:: SET EXERCISE ::
Rewrite the entries below with "field scouting sheet" changed to "site survey log" and everything else left as it is. Leave the pictures out of your answer.

[Point annotation records]
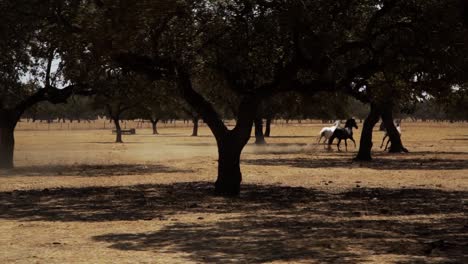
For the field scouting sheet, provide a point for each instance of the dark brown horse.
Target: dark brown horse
(344, 133)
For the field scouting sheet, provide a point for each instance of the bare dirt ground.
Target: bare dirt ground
(76, 197)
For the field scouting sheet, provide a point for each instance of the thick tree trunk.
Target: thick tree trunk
(268, 127)
(195, 126)
(7, 147)
(8, 122)
(392, 132)
(365, 145)
(118, 130)
(259, 138)
(230, 142)
(154, 123)
(229, 173)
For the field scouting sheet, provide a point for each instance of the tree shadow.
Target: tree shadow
(402, 163)
(266, 223)
(87, 170)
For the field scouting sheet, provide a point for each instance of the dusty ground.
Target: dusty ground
(75, 197)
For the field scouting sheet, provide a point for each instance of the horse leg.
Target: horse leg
(320, 138)
(386, 146)
(383, 140)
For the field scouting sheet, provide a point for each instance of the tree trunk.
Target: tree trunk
(118, 130)
(195, 126)
(229, 173)
(259, 138)
(7, 139)
(365, 145)
(154, 123)
(268, 127)
(392, 132)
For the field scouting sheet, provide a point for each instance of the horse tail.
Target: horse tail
(330, 140)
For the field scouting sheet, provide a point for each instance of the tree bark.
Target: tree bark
(229, 173)
(365, 145)
(259, 138)
(268, 127)
(392, 132)
(195, 126)
(154, 123)
(118, 130)
(8, 121)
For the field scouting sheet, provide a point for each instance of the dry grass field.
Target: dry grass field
(76, 197)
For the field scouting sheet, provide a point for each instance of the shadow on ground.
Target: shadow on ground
(91, 170)
(266, 223)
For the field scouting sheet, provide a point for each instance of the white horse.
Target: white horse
(327, 132)
(397, 125)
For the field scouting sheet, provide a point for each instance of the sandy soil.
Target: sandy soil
(76, 197)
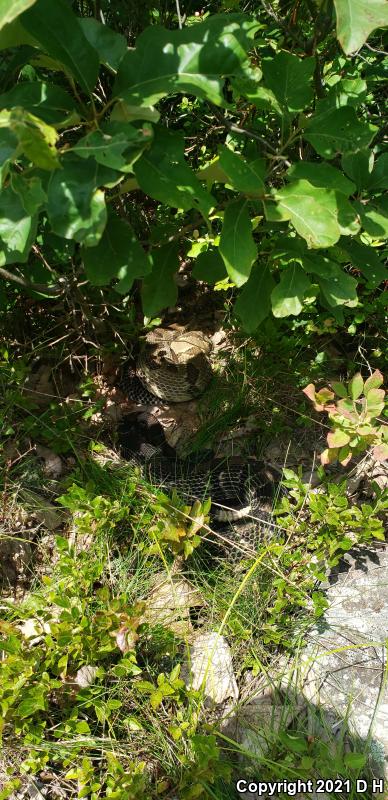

:: RESPONSE BELOW ::
For the site survey log, provide a point for each instance of the dark brown horse.
Target: dark brown horse
(344, 133)
For the site survey log, provide a point for each instance of the bare dirt ground.
Target: bare dirt ground
(76, 197)
For the site survey log, provide a point for each instance of the thick tree trunk.
Target: thick tree trunk
(268, 127)
(195, 126)
(7, 147)
(8, 122)
(392, 132)
(365, 145)
(118, 130)
(259, 138)
(230, 142)
(154, 123)
(229, 173)
For the site survey log, provide a point for each instance of the tree shadow.
Target: tree shadow
(402, 163)
(266, 223)
(87, 170)
For the site survey log, provide a point for each instance of the dusty ground.
Target: dusty ground
(75, 197)
For the site survey log, provide a point for each instance of the horse leg.
Target: horse leg
(320, 138)
(386, 146)
(383, 140)
For the site survey log, provide a point for each instance of the tree trunk.
Target: tree trunk
(118, 130)
(195, 126)
(229, 173)
(259, 138)
(7, 139)
(365, 145)
(154, 123)
(268, 127)
(392, 132)
For the site survey log, provide a point for each instance of the horse tail.
Target: horse tail
(330, 140)
For the site survey log, provide a point for each instance of the tree bark.
Target: tree bark
(229, 173)
(365, 145)
(259, 138)
(268, 127)
(392, 132)
(195, 126)
(154, 123)
(118, 130)
(8, 121)
For the site survey log, provide a point for each instance of the dry grass field.
Target: dry grass field
(76, 197)
For the site survey log, provide a point for each instance of the shadow on ground.
Target: shadow on ground
(91, 170)
(266, 223)
For the site survey log, provide a point for each instance of the white horse.
Target: white horse
(327, 132)
(397, 125)
For the site survey log, provide a point for each instance of the sandy soil.
Target: sandy soil
(76, 197)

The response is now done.